> **Liste des activités**:
• 1. D'après le texte sur l'écrit chez les jeunes enfants, dans quelle société l'oralité occupe-t-elle une place de premier plan ?
• 2. Pouvez-vous traduire en anglais cette phrase du texte sur l'écrit chez les jeunes enfants : « Pour Chauveau les vrais débuts de l’acquisition du lire-écrire commencent bien avant l’apprentissage formel. » ?

─── Texte étudié ───

Même si cela semble être de l’ordre de l’évidence, il faut garder à l’esprit que les enfants qui arrivent à l’école n’ont pas tous le même bagage langagier ou les mêmes connaissances de l’écrit. Qu’ils viennent d’ici ou d’ailleurs, l’exposition à l’écrit, la familiarité avec l’écrit, diffère d’une famille à l’autre et d’un pays à l’autre. En effet, on a tendance à tenir pour acquis que la lecture d’un journal ou encore d’un livre est une tendance, voire une habitude universelle, mais, en fait, ce n’est pas toujours le cas. Certains parents ne sont pas des pratiquants de la culture écrite, comme le dit Chauveau (2000). Pour d’autres, il existe des formes de communication qui ne sont pas centrées sur l’écrit, mais plutôt sur l’oral[1], comme nous pouvons le constater, entre autres, chez les immigrants du continent africain (Delebarre, 2022). Dans la société africaine, l’oralité occupe une place de premier plan, car elle favorise le développement psychosocial des enfants, en plus de transmettre des valeurs culturelles et l’environnement dans lequel elles prennent racine (Erete et Olubukola, 2016). En d’autres mots, on peut voir qu’il existe des différences notoires entre les élèves, les environnements familiaux et l’école. Alors, comment peut-on les sensibiliser sur la place et le rôle de l’écrit dans notre société pour mieux les accompagner ?

Pour Chauveau les vrais débuts de l’acquisition du lire-écrire commencent bien avant l’apprentissage formel. Très tôt, lorsque le jeune enfant est exposé à l’écrit, il va réclamer la lecture d’une histoire, interpeller ses parents sur ce qu’ils lisent ou écrivent, réagir à un message écrit à partir d’une image, etc. Bref, à partir des comportements de ses parents, le jeune enfant va tenter de résoudre trois questions qui caractérisent la phase de compréhension :

  1. Quelles sont les pratiques et les fonctions de l’écrit ? (aspects culturels)
  2. Comment fonctionne le système écrit, quel est le « code » ? (aspects linguistiques)
  3. Comment faire pour lire ? (aspects stratégiques : les principales opérations en jeu dans l’acte de lire)?

[1] « La tradition orale est définie comme un témoignage transmis oralement d’une génération à une des suivantes. Ses caractères propres sont la verbalité et la transmission qui diffère des sources écrites ». (Vansina, 1980, p 27).

Les fonctions et les concepts reliés à la langue écrite

Pour amener les jeunes élèves à prendre conscience de ce que représente l’écrit et pour répondre à leurs besoins, le personnel enseignant va les amener à saisir que l’écrit sert à :

1) communiquer; s’informer; informer,

2) exprimer des émotions, des points de vue, etc.

─── Lignes de données ───

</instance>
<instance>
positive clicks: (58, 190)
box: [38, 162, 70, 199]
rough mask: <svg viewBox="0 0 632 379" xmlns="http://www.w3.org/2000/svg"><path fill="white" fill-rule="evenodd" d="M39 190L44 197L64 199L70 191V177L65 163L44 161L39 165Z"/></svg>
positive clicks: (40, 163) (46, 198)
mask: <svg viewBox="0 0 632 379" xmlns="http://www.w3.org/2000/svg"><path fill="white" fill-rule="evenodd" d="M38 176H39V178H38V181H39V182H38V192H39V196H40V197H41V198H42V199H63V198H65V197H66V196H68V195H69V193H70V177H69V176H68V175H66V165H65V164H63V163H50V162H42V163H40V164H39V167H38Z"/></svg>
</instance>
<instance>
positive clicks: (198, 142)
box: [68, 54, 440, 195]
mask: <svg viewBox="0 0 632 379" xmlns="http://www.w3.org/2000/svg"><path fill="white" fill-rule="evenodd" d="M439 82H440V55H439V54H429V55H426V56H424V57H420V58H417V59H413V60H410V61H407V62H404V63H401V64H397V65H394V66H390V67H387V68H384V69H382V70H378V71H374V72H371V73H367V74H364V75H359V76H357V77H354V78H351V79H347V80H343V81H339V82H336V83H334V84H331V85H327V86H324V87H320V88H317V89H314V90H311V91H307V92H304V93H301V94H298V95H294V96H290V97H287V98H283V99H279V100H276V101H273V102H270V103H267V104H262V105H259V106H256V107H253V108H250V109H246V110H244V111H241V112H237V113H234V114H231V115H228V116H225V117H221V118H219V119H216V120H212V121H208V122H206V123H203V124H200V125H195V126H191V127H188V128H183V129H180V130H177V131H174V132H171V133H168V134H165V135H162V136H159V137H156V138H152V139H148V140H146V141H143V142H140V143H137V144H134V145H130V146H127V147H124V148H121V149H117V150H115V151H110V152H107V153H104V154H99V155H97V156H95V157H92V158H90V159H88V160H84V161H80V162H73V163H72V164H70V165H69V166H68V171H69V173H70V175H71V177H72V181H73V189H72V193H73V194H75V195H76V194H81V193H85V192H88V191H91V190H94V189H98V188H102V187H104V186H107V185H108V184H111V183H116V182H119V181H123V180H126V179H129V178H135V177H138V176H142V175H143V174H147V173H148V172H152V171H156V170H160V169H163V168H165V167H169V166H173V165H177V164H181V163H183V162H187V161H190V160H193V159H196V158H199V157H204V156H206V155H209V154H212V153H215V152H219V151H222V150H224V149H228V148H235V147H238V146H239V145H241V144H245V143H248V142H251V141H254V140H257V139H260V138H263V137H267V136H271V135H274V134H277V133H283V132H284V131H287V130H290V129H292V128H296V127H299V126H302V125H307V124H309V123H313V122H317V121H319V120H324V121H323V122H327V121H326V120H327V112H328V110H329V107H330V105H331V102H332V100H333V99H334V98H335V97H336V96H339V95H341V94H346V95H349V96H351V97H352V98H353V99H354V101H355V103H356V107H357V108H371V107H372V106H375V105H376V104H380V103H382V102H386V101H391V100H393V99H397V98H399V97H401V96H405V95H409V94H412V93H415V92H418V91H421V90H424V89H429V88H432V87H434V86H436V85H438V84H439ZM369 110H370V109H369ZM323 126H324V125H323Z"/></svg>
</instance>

───

> **Réponses**:
• 1. Dans la société africaine.

• 2. For Chauveau, the real beginnings of learning to read and write start well before formal instruction.